__Work instructions__
Tally every line in the entries below that holds "facade", then give only the total.

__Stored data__
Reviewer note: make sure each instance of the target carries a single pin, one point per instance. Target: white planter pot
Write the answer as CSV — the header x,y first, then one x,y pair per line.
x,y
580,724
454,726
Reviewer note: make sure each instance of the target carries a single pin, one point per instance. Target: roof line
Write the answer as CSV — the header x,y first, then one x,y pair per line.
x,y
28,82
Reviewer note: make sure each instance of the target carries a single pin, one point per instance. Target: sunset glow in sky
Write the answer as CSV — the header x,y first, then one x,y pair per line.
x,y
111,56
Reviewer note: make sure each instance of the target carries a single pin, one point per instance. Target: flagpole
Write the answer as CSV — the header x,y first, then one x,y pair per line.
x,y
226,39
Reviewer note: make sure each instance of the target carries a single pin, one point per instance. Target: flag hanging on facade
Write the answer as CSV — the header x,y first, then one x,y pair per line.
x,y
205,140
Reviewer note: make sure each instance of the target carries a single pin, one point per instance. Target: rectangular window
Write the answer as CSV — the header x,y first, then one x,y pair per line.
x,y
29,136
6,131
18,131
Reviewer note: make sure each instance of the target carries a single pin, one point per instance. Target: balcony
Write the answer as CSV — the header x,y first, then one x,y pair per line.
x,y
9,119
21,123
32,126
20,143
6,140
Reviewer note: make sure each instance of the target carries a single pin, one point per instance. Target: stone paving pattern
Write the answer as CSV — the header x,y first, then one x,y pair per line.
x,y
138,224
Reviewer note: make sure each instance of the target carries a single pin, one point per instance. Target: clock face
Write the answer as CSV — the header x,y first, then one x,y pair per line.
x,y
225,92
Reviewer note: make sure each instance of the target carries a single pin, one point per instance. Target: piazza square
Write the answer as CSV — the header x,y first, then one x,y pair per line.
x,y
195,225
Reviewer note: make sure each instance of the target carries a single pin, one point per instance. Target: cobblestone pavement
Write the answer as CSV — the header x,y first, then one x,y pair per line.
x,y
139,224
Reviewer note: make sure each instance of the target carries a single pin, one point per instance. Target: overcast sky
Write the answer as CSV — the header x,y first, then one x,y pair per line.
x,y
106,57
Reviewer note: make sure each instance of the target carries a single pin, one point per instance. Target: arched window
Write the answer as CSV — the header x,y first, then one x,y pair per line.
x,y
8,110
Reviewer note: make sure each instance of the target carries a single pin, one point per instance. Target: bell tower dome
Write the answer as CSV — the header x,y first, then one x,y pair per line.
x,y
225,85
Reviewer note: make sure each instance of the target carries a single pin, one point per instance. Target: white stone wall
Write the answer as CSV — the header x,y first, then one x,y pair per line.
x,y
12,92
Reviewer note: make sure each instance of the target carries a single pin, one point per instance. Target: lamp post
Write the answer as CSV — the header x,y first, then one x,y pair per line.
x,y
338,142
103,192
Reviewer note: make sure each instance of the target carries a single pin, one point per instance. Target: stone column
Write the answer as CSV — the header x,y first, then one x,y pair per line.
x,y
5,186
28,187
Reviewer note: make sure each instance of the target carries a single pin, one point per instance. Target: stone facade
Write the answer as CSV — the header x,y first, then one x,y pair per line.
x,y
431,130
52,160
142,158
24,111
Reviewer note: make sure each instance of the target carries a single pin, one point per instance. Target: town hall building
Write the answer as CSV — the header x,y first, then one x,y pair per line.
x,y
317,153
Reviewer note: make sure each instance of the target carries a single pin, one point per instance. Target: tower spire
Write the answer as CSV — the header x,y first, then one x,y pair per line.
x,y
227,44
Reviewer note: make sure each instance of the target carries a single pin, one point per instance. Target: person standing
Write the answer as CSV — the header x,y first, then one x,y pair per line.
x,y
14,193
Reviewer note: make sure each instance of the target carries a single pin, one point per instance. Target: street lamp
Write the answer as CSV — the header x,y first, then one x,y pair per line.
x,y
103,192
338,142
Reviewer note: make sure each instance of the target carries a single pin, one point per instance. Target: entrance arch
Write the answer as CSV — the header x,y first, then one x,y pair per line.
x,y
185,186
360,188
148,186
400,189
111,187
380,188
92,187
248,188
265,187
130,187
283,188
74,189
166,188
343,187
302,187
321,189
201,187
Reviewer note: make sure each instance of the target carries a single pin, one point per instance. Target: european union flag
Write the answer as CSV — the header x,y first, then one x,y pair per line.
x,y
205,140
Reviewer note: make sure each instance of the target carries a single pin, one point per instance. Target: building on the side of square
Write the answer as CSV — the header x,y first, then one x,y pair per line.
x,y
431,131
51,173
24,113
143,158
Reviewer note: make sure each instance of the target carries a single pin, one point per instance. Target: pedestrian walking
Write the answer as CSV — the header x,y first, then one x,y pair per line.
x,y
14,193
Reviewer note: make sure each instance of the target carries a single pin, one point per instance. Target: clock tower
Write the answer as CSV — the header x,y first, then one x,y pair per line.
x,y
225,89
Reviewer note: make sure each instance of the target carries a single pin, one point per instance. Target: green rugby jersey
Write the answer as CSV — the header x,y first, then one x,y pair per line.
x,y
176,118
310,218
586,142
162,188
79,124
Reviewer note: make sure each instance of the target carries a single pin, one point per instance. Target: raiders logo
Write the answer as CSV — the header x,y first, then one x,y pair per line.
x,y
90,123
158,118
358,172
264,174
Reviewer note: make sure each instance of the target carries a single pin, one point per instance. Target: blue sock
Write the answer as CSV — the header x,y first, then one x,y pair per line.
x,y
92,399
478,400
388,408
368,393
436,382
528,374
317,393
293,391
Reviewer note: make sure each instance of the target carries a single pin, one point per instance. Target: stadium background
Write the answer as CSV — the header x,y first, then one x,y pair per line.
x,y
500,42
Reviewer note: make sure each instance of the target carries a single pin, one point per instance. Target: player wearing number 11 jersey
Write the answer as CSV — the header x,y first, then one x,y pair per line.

__Answer area__
2